■ Exercise aim: From the passage on excessive taxation below, return the portion starting at "Fenno, 8 Wall." and ending at "the same effect.", copied verbatim.

The premise that a tax is invalid if so excessive as to bring about
the destruction of a particular business, the Court said, had been
"uniformly rejected as furnishing no juridical ground for striking
down a taxing act."
Id. at
292 U. S. 47.
Veazie Bank v.
Fenno, 8 Wall. 533,
75 U. S. 548
(1869);
McCray v. United States, 195 U. S.
27 (1904); and
Alaska Fish Co. v. Smith,
255 U. S. 44
(1921), are to the same effect.
In Alaska Fish, a tax on the manufacture of certain fish
products was sustained, the Court saying,
id. at
255 U. S.
48-49:
"Even if the tax should destroy a business, it would not be made
invalid or require compensation upon that ground alone. Those who
enter upon a business take that risk. . . . We know of no objection
to exacting a discouraging rate as the alternative to giving up a
business, when the legislature has the full power of taxation."
See also International Harvester Co. v. Wisconsin Dept. of
Taxation, 322 U. S. 435,
322 U. S. 444
(1944);
Child Labor Tax Case, 259 U. S.
20, 30 [argument of counsel -- omitted in electronic
version] (1922);
Brushaber v. Union Pacific R. Co.,
240 U. S. 1,
240 U. S. 24
(1916);
Flint v. Stone Tracy Co., 220 U.
S. 107,
220 U. S.
168-169 (1911).
Neither the parties nor the Pennsylvania Supreme Court purports
to differ with the foregoing principles. But the state court
concluded that this was one of those "rare and special instances"
recognized in
Magnano and
Page 417 U. S. 375
other cases where the Due Process Clause may be invoked because
the taxing statute is
"so arbitrary as to compel the conclusion that it does not
involve an exertion of the taxing power, but constitutes, in
substance and effect, the direct exertion of a different and
forbidden power, as, for example, the confiscation of
property."
292 U.S. at
292 U. S. 44.

Contour labeling entries:
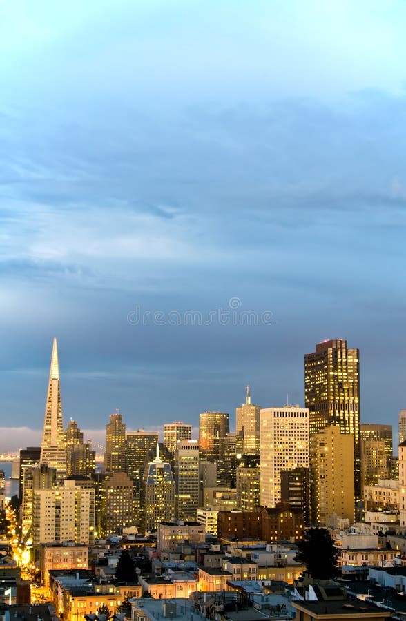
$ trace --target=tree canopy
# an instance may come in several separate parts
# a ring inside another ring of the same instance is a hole
[[[295,560],[306,565],[313,578],[328,580],[337,573],[338,552],[327,529],[308,529],[298,544]]]
[[[138,575],[135,571],[134,561],[126,550],[122,552],[122,555],[118,560],[115,568],[115,577],[119,582],[138,582]]]

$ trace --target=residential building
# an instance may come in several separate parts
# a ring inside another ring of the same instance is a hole
[[[66,480],[64,486],[34,489],[32,544],[73,541],[92,545],[95,531],[95,491]]]
[[[174,552],[185,543],[204,543],[204,529],[199,522],[161,522],[157,531],[157,549]]]
[[[298,406],[261,410],[260,500],[275,506],[281,500],[280,472],[309,467],[309,411]]]

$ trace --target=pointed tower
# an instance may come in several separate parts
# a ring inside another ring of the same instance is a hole
[[[66,454],[62,420],[62,402],[59,384],[59,366],[57,339],[54,339],[52,355],[46,404],[42,444],[41,445],[41,462],[56,468],[57,476],[62,479],[66,473]]]

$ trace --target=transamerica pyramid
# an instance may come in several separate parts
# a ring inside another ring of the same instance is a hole
[[[41,445],[41,462],[48,464],[51,468],[56,468],[57,476],[59,479],[62,479],[66,476],[66,453],[56,338],[54,339],[52,345],[49,384],[45,406],[45,420]]]

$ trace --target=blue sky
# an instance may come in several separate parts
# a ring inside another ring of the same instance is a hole
[[[0,426],[42,426],[54,335],[85,428],[195,425],[247,383],[302,404],[335,337],[362,420],[396,424],[404,3],[0,0]],[[128,321],[231,298],[271,322]]]

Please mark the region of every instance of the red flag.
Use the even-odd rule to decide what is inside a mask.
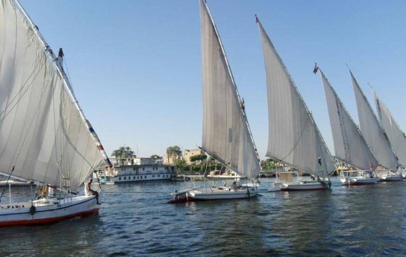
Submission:
[[[317,63],[315,62],[314,63],[314,69],[313,70],[313,73],[316,74],[317,73],[317,70],[318,70],[318,67],[317,66]]]

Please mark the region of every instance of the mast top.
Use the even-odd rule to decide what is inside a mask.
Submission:
[[[62,48],[59,48],[59,51],[58,52],[58,57],[63,57],[63,51],[62,50]]]

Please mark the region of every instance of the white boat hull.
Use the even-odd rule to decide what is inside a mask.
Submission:
[[[99,191],[101,200],[102,191]],[[47,202],[48,202],[48,203]],[[78,196],[34,201],[35,212],[30,213],[31,202],[0,205],[0,226],[45,224],[98,213],[95,196]]]
[[[197,201],[208,201],[213,200],[231,200],[250,198],[256,196],[256,191],[249,189],[240,189],[237,191],[228,190],[210,189],[199,190],[190,188],[173,194],[173,197],[169,203],[184,203]]]
[[[240,176],[240,175],[236,175],[235,176],[230,176],[229,175],[207,175],[207,177],[209,178],[223,178],[226,179],[234,179],[234,178],[245,178],[245,176]]]
[[[402,175],[381,175],[379,176],[380,181],[395,181],[402,179]]]
[[[321,183],[316,182],[304,183],[295,183],[287,184],[282,183],[280,185],[281,191],[304,191],[304,190],[321,190],[327,189]]]
[[[377,177],[346,177],[341,179],[340,181],[342,185],[347,186],[374,184],[379,180]]]

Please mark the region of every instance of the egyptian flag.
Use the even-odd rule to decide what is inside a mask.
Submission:
[[[318,70],[318,67],[317,67],[317,63],[315,62],[314,63],[314,69],[313,69],[313,73],[316,74],[317,73],[317,70]]]

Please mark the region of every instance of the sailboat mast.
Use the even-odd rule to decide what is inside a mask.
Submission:
[[[369,101],[368,101],[367,99],[366,99],[366,96],[365,93],[364,93],[364,91],[362,90],[362,88],[361,88],[361,87],[359,86],[359,84],[358,84],[358,82],[356,81],[356,79],[355,79],[355,77],[354,77],[354,74],[353,74],[353,72],[351,71],[351,70],[350,69],[350,67],[348,67],[348,65],[347,65],[347,63],[346,63],[346,65],[347,65],[347,67],[348,68],[348,70],[350,71],[350,74],[351,75],[351,77],[353,78],[353,79],[354,79],[354,81],[355,81],[355,86],[358,88],[358,89],[359,89],[359,91],[361,92],[361,94],[362,95],[362,97],[363,98],[364,101],[366,103],[368,107],[370,109],[371,112],[372,114],[372,116],[373,117],[373,118],[375,119],[375,121],[376,122],[376,124],[378,125],[378,126],[379,126],[379,127],[381,128],[381,130],[382,130],[382,132],[383,133],[384,135],[385,135],[385,137],[386,138],[386,140],[387,141],[387,142],[388,142],[388,143],[389,145],[389,147],[390,148],[391,151],[392,151],[392,153],[393,154],[393,157],[395,158],[395,159],[396,161],[396,163],[397,164],[397,165],[399,165],[400,164],[400,163],[399,163],[399,159],[398,158],[398,156],[396,156],[396,154],[395,153],[395,151],[393,150],[393,148],[392,147],[392,146],[391,144],[391,142],[389,141],[389,139],[388,138],[388,135],[386,134],[386,133],[385,132],[385,129],[382,127],[382,125],[379,122],[379,120],[378,120],[378,117],[376,117],[376,115],[375,115],[375,112],[373,111],[373,109],[372,109],[372,106],[371,106],[371,104],[369,103]],[[357,108],[358,107],[357,106]],[[380,163],[380,162],[379,162]],[[379,164],[382,166],[381,164],[380,163]],[[383,166],[383,167],[384,167],[384,168],[385,168],[386,169],[390,170],[390,168],[389,167],[385,167],[385,166]]]
[[[259,30],[259,31],[260,31],[261,29],[262,28],[262,30],[263,31],[264,33],[265,33],[265,35],[266,35],[266,37],[269,38],[269,37],[268,36],[268,34],[266,33],[266,32],[263,29],[263,27],[262,27],[262,24],[259,21],[259,19],[257,17],[256,14],[255,15],[254,20],[255,20],[255,22],[258,25],[258,28]],[[260,36],[261,37],[260,33]],[[317,125],[316,125],[316,123],[315,123],[315,122],[314,121],[314,120],[313,118],[313,115],[311,114],[311,112],[309,110],[308,108],[307,108],[307,106],[306,105],[306,103],[304,102],[304,100],[303,99],[303,98],[302,96],[302,94],[300,93],[300,92],[299,92],[299,90],[298,89],[298,87],[296,86],[296,84],[295,84],[295,82],[293,80],[293,78],[292,77],[292,76],[291,76],[290,73],[289,73],[289,72],[288,71],[288,69],[286,68],[286,66],[285,65],[285,63],[284,63],[283,61],[282,61],[282,58],[281,58],[280,56],[279,56],[279,54],[278,53],[278,52],[276,51],[276,49],[275,48],[275,46],[273,45],[273,43],[272,43],[272,41],[271,41],[270,40],[269,40],[269,42],[270,45],[271,46],[272,49],[273,50],[273,51],[275,52],[275,55],[276,55],[276,57],[278,58],[278,60],[279,60],[279,62],[280,63],[281,66],[283,67],[283,69],[284,70],[284,71],[286,72],[286,74],[288,75],[288,77],[289,78],[289,80],[292,83],[292,85],[293,87],[295,88],[295,90],[296,90],[296,93],[298,94],[298,95],[299,96],[299,98],[300,99],[300,101],[302,102],[302,104],[303,104],[303,106],[304,107],[304,109],[306,110],[306,112],[307,113],[307,115],[309,116],[309,117],[310,118],[310,121],[311,121],[312,124],[313,124],[313,126],[315,128],[315,130],[316,133],[317,134],[317,136],[319,138],[320,140],[321,140],[321,143],[324,145],[324,147],[325,148],[325,149],[326,149],[326,150],[327,152],[327,154],[329,155],[329,158],[330,159],[330,160],[333,162],[333,163],[335,164],[334,160],[333,160],[333,158],[331,156],[331,153],[330,152],[330,150],[328,149],[328,147],[327,147],[327,144],[326,144],[326,142],[324,141],[324,138],[323,138],[323,136],[322,136],[321,133],[320,133],[320,131],[319,130],[318,128],[317,127]],[[290,166],[291,166],[291,165],[290,165]],[[334,164],[334,166],[335,166],[335,164]],[[294,168],[296,168],[296,167],[294,167]],[[326,172],[327,172],[327,171],[326,171]]]
[[[210,12],[210,10],[208,8],[208,6],[207,6],[207,2],[206,2],[206,0],[203,0],[203,2],[204,4],[204,8],[206,8],[207,10],[207,13],[208,13],[208,16],[210,17],[210,20],[211,22],[211,24],[213,25],[213,27],[214,29],[214,31],[216,33],[216,37],[217,37],[217,39],[218,39],[218,42],[220,44],[220,47],[221,48],[221,52],[223,54],[223,55],[224,56],[224,60],[225,60],[226,64],[227,65],[227,69],[228,71],[228,73],[230,74],[230,77],[231,78],[231,81],[233,83],[233,86],[234,89],[234,92],[236,93],[236,95],[237,98],[237,100],[238,100],[238,102],[240,103],[240,111],[241,112],[243,117],[244,119],[244,121],[245,122],[245,124],[247,126],[247,128],[248,129],[248,132],[250,134],[250,137],[251,138],[251,141],[253,142],[253,144],[254,146],[254,149],[255,150],[255,152],[256,154],[256,158],[258,161],[258,162],[259,163],[259,167],[261,170],[262,170],[262,167],[261,166],[261,160],[259,159],[259,155],[258,153],[258,150],[256,148],[256,145],[255,144],[255,141],[254,139],[254,137],[253,136],[253,133],[251,131],[251,128],[250,127],[250,124],[248,123],[248,120],[247,118],[247,116],[245,114],[245,111],[243,109],[242,106],[241,106],[241,99],[240,97],[240,94],[238,93],[238,89],[237,88],[237,85],[235,83],[235,81],[234,80],[234,77],[233,76],[233,73],[231,72],[231,69],[230,68],[230,65],[228,63],[228,59],[227,58],[227,55],[226,55],[226,52],[224,50],[224,48],[223,46],[223,43],[221,42],[221,40],[220,38],[220,34],[218,33],[218,31],[217,31],[217,27],[216,27],[216,24],[214,23],[214,20],[213,19],[213,17],[211,16],[211,13]],[[252,172],[252,171],[251,171]]]
[[[103,146],[102,145],[102,143],[100,142],[100,140],[99,139],[99,137],[98,136],[97,134],[96,134],[96,132],[95,131],[94,129],[92,127],[92,125],[90,124],[90,123],[87,119],[86,119],[86,118],[85,116],[85,114],[83,113],[83,111],[82,111],[82,108],[80,107],[80,105],[79,105],[79,102],[76,99],[76,97],[75,96],[75,94],[73,92],[73,90],[72,88],[72,85],[71,85],[70,82],[69,81],[69,80],[68,80],[67,77],[66,76],[66,74],[65,73],[65,72],[63,71],[63,69],[62,68],[62,66],[59,63],[58,59],[55,56],[55,54],[53,53],[53,52],[52,52],[52,49],[51,49],[51,47],[50,47],[50,46],[47,43],[47,42],[45,41],[45,39],[40,33],[39,31],[38,30],[38,28],[34,23],[31,18],[30,17],[30,16],[25,11],[25,10],[24,9],[23,6],[18,1],[18,0],[13,0],[13,1],[15,3],[16,7],[18,7],[20,11],[26,19],[27,21],[30,25],[31,29],[33,30],[35,35],[37,35],[37,37],[38,38],[38,39],[39,40],[40,42],[42,43],[42,45],[44,46],[44,51],[46,52],[46,53],[47,53],[48,54],[49,58],[50,59],[51,63],[55,65],[55,67],[56,69],[56,71],[59,74],[60,77],[62,78],[62,81],[63,82],[63,85],[65,87],[65,89],[69,94],[69,97],[70,97],[71,99],[73,102],[75,107],[79,112],[79,115],[80,115],[80,117],[82,118],[83,123],[85,124],[88,129],[89,130],[90,134],[92,135],[92,137],[93,138],[93,140],[95,141],[95,143],[96,143],[98,149],[100,151],[102,155],[103,156],[107,167],[112,167],[112,165],[111,165],[111,163],[110,162],[110,160],[109,159],[108,157],[107,156],[107,154],[105,152],[105,151],[104,151],[104,149],[103,148]]]

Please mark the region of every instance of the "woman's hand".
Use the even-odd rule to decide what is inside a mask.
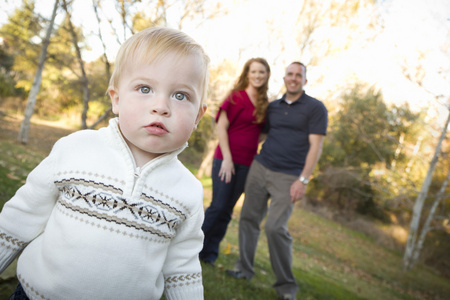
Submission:
[[[225,183],[229,183],[231,181],[231,177],[234,175],[234,163],[231,160],[224,159],[222,160],[222,165],[220,166],[219,177],[220,180]]]

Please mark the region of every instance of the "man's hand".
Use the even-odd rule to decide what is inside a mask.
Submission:
[[[303,198],[306,193],[306,185],[301,183],[300,180],[294,181],[291,185],[291,202],[295,203]]]
[[[225,180],[225,183],[231,181],[231,177],[234,175],[234,164],[232,161],[224,159],[220,166],[219,177],[221,181]]]

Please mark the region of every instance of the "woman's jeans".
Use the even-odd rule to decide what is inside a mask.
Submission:
[[[212,168],[213,194],[211,205],[206,209],[202,230],[205,234],[200,259],[214,263],[219,255],[219,244],[227,232],[233,208],[244,192],[249,166],[234,164],[235,174],[229,183],[219,177],[222,160],[214,158]]]

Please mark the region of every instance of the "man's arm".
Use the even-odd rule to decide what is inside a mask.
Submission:
[[[309,178],[316,167],[317,162],[319,161],[320,155],[322,154],[323,140],[325,136],[321,134],[310,134],[308,136],[309,139],[309,150],[306,154],[305,166],[303,168],[301,177]],[[294,181],[291,185],[291,202],[295,203],[296,201],[303,198],[306,192],[306,184],[300,182],[300,180]]]

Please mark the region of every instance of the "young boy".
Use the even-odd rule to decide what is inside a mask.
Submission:
[[[0,271],[23,250],[17,290],[203,299],[203,189],[177,155],[206,110],[208,64],[168,28],[121,46],[108,88],[118,118],[59,140],[0,214]]]

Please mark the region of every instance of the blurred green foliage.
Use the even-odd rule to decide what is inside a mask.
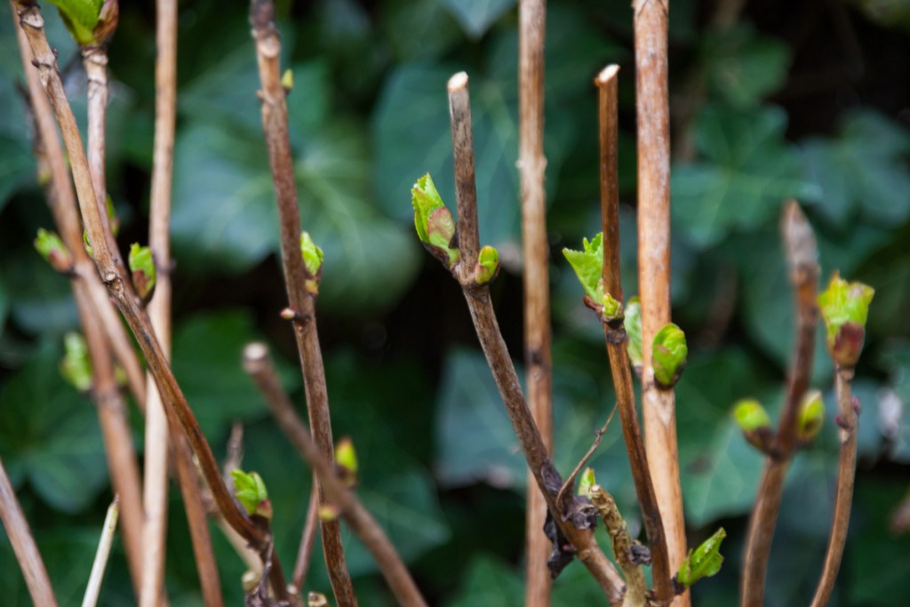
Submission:
[[[522,602],[523,461],[457,288],[420,250],[409,205],[411,186],[427,172],[442,197],[454,199],[445,82],[467,70],[481,241],[500,252],[503,271],[493,295],[521,359],[515,4],[278,3],[285,64],[294,72],[288,108],[303,228],[325,252],[319,329],[335,434],[352,438],[358,491],[434,604]],[[622,67],[626,298],[637,288],[627,4],[575,0],[551,3],[548,12],[545,146],[556,462],[563,472],[588,449],[613,402],[600,324],[559,255],[600,230],[591,79],[609,62]],[[876,289],[857,369],[861,460],[834,604],[891,605],[910,594],[910,535],[889,526],[910,485],[910,76],[890,67],[910,53],[910,39],[900,28],[905,21],[875,14],[875,3],[855,3],[875,22],[838,3],[824,9],[824,18],[794,18],[815,4],[782,13],[745,3],[741,14],[718,22],[714,3],[672,3],[673,314],[690,347],[677,385],[680,464],[690,542],[697,545],[721,524],[729,531],[721,572],[693,591],[699,605],[736,601],[745,522],[763,466],[732,406],[755,398],[776,419],[783,401],[794,319],[776,225],[787,197],[803,203],[816,229],[823,282],[839,269]],[[196,0],[180,10],[174,368],[216,454],[224,453],[231,422],[243,422],[242,467],[258,470],[268,486],[278,551],[289,568],[309,475],[240,369],[245,343],[269,341],[302,408],[290,331],[278,318],[286,304],[246,6]],[[84,123],[85,75],[75,46],[56,11],[46,7],[46,17]],[[865,72],[829,69],[855,53]],[[153,3],[125,3],[110,48],[108,121],[109,193],[123,220],[122,247],[147,240],[154,59]],[[63,336],[77,329],[69,285],[31,247],[38,228],[53,226],[36,184],[21,82],[5,5],[0,456],[59,598],[69,603],[87,580],[111,495],[91,402],[58,371]],[[818,346],[813,386],[824,392],[829,419],[788,478],[769,605],[807,601],[827,541],[837,437],[821,329]],[[141,420],[134,418],[141,448]],[[618,426],[609,429],[592,465],[639,533]],[[171,505],[171,603],[197,604],[176,489]],[[213,535],[226,596],[239,604],[242,564],[217,530]],[[369,555],[353,538],[347,543],[361,602],[391,604]],[[102,604],[131,604],[123,552],[116,550]],[[307,587],[326,592],[319,561]],[[29,604],[6,541],[0,542],[0,572],[5,604]],[[555,583],[557,605],[593,604],[597,596],[577,565]]]

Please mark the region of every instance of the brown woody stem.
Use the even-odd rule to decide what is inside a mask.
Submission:
[[[32,602],[35,605],[56,607],[56,597],[54,596],[54,588],[51,586],[50,578],[47,577],[45,562],[41,560],[41,552],[35,543],[28,521],[22,512],[22,506],[15,499],[13,484],[6,476],[6,469],[4,468],[2,460],[0,460],[0,520],[6,529],[6,536],[13,545],[15,560],[25,578],[25,586],[28,587]]]
[[[622,284],[620,265],[620,215],[618,171],[618,66],[606,67],[597,76],[601,133],[601,212],[603,222],[603,292],[622,303]],[[610,357],[616,402],[622,422],[622,438],[629,453],[629,465],[635,482],[635,492],[642,508],[642,519],[653,567],[654,590],[657,600],[668,602],[674,595],[671,582],[667,542],[663,520],[655,496],[654,485],[648,466],[648,456],[642,440],[638,423],[638,408],[632,388],[626,332],[622,320],[603,325],[603,333]],[[596,503],[595,503],[596,505]],[[622,564],[622,561],[621,561]],[[628,577],[626,578],[628,582]],[[634,590],[630,583],[630,590]],[[627,591],[628,592],[629,591]]]
[[[82,137],[79,135],[76,117],[64,92],[63,82],[56,65],[56,57],[47,44],[44,30],[44,18],[34,0],[13,0],[19,24],[25,33],[29,46],[35,57],[33,65],[38,69],[42,86],[47,93],[51,106],[56,115],[64,143],[69,155],[70,167],[76,184],[79,208],[83,223],[88,233],[88,239],[95,253],[95,261],[108,292],[123,314],[126,324],[136,337],[139,348],[145,355],[152,377],[162,396],[166,411],[173,416],[183,429],[196,453],[203,476],[211,489],[212,495],[222,516],[234,529],[258,551],[263,558],[268,556],[271,541],[268,530],[257,526],[249,519],[228,488],[220,481],[217,463],[211,449],[199,429],[196,417],[187,402],[180,387],[167,363],[167,357],[155,337],[148,316],[141,302],[125,284],[126,278],[118,272],[114,255],[107,247],[102,228],[101,218],[96,204],[94,187],[88,171]],[[273,559],[270,581],[275,594],[279,599],[287,598],[288,592],[280,563]]]
[[[812,227],[795,202],[786,205],[781,222],[790,281],[795,291],[796,342],[787,379],[786,400],[777,428],[776,450],[765,460],[755,506],[749,521],[743,552],[741,599],[743,607],[761,607],[764,602],[765,574],[774,526],[784,495],[790,460],[796,449],[799,403],[812,373],[818,324],[818,248]]]
[[[856,476],[856,435],[859,431],[858,404],[850,394],[853,378],[853,369],[839,367],[834,372],[838,423],[841,427],[841,459],[837,467],[834,519],[831,525],[831,536],[828,538],[828,550],[824,554],[824,566],[815,596],[812,600],[812,607],[824,607],[831,599],[850,526],[850,510],[853,506],[854,481]]]
[[[323,455],[331,460],[333,445],[329,394],[317,330],[316,300],[306,287],[308,273],[300,252],[300,211],[288,131],[286,91],[281,86],[278,66],[281,42],[275,26],[275,3],[271,0],[252,0],[249,15],[262,85],[259,91],[262,128],[268,148],[280,221],[281,261],[284,265],[288,298],[290,307],[297,312],[297,318],[293,321],[294,334],[303,370],[309,427],[313,430],[316,444]],[[335,600],[339,605],[356,605],[357,597],[345,561],[339,522],[323,521],[320,526],[322,551]]]
[[[454,149],[458,236],[461,248],[461,258],[452,268],[452,275],[464,290],[465,301],[487,358],[487,365],[493,374],[528,467],[544,496],[556,525],[569,540],[575,549],[576,556],[594,576],[610,602],[617,602],[622,597],[622,580],[598,546],[593,532],[590,529],[577,529],[571,521],[563,520],[561,511],[556,503],[561,480],[558,479],[559,472],[550,460],[550,454],[521,392],[518,374],[490,301],[490,289],[486,285],[477,287],[473,282],[473,266],[478,250],[477,187],[474,182],[468,75],[464,72],[456,74],[449,80],[449,108]],[[548,488],[544,475],[556,481],[554,488]]]
[[[543,155],[543,43],[545,0],[519,3],[519,172],[521,177],[521,236],[524,257],[524,361],[528,405],[543,444],[552,452],[552,356],[550,329],[550,246]],[[548,607],[551,547],[543,533],[547,504],[529,472],[525,517],[527,555],[525,604]]]
[[[334,463],[316,444],[295,412],[294,405],[288,400],[288,395],[275,374],[265,344],[255,343],[247,347],[244,350],[244,369],[256,381],[278,426],[312,468],[324,495],[323,502],[339,510],[339,516],[373,555],[399,602],[407,607],[426,605],[408,568],[382,528],[357,496],[336,478]]]
[[[670,568],[686,555],[676,446],[676,402],[654,383],[652,343],[670,322],[669,0],[635,0],[635,103],[638,121],[638,281],[642,297],[642,409],[654,493],[666,531]],[[686,592],[675,607],[690,604]]]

■ Response below:
Fenno, 8 Wall. 533,
75 U. S. 548
(1869);
McCray v. United States, 195 U. S.
27 (1904); and
Alaska Fish Co. v. Smith,
255 U. S. 44
(1921), are to the same effect.